> _TASK DIRECTIONS_
Rewrite every line of the listing below as a numbered list, omitting blank lines and leaving out the pictures.

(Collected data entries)
[start]

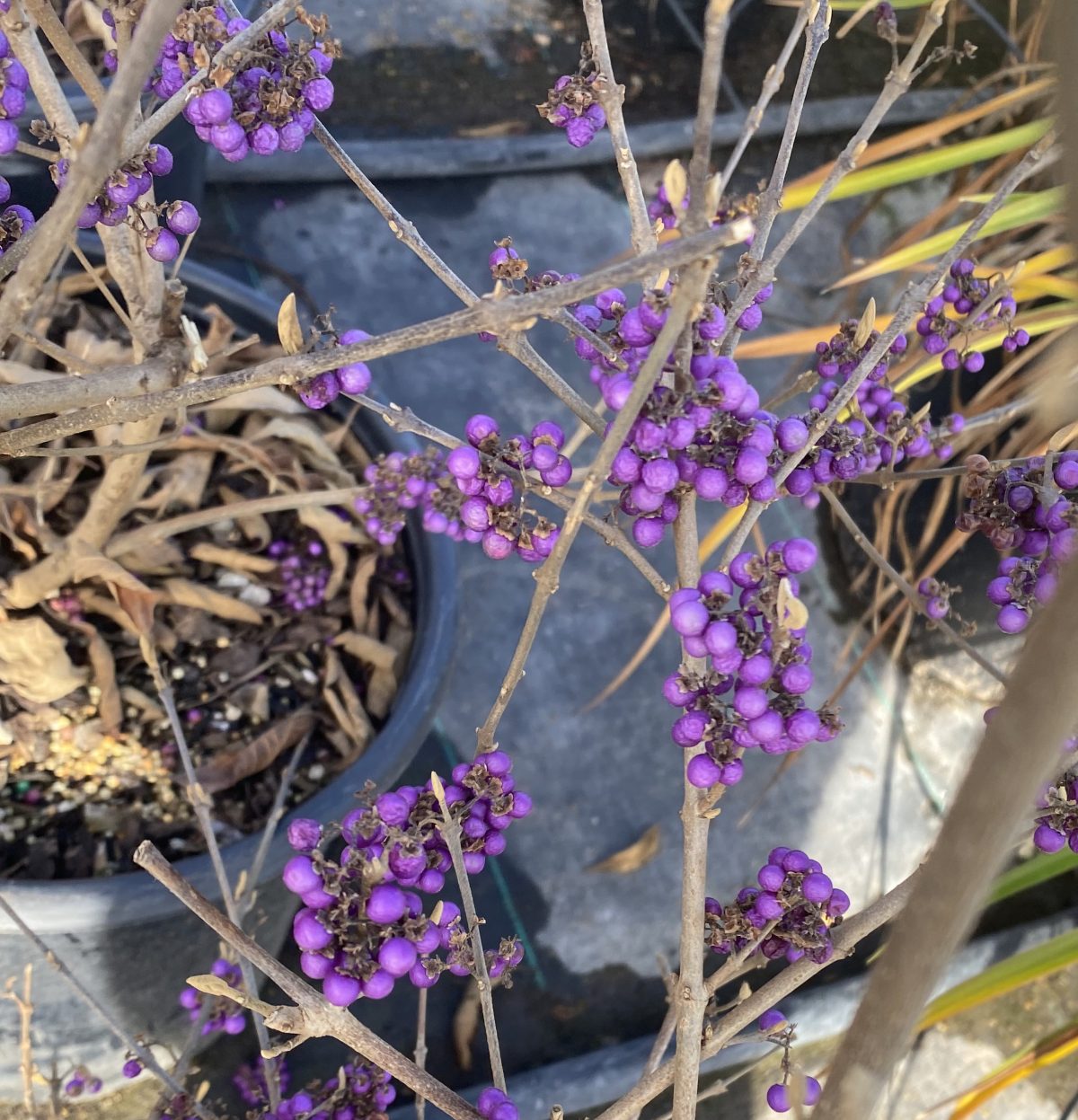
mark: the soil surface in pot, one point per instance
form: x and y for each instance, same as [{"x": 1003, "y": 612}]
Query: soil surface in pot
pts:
[
  {"x": 280, "y": 633},
  {"x": 447, "y": 86}
]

[end]

> _RESPONSE TO THE EXERCISE_
1. mark: the soil surface in pot, one point per instance
2. form: x and y for each instance, same as [{"x": 1003, "y": 612}]
3. Query: soil surface in pot
4. pts:
5. [
6.   {"x": 280, "y": 633},
7.   {"x": 447, "y": 86}
8. ]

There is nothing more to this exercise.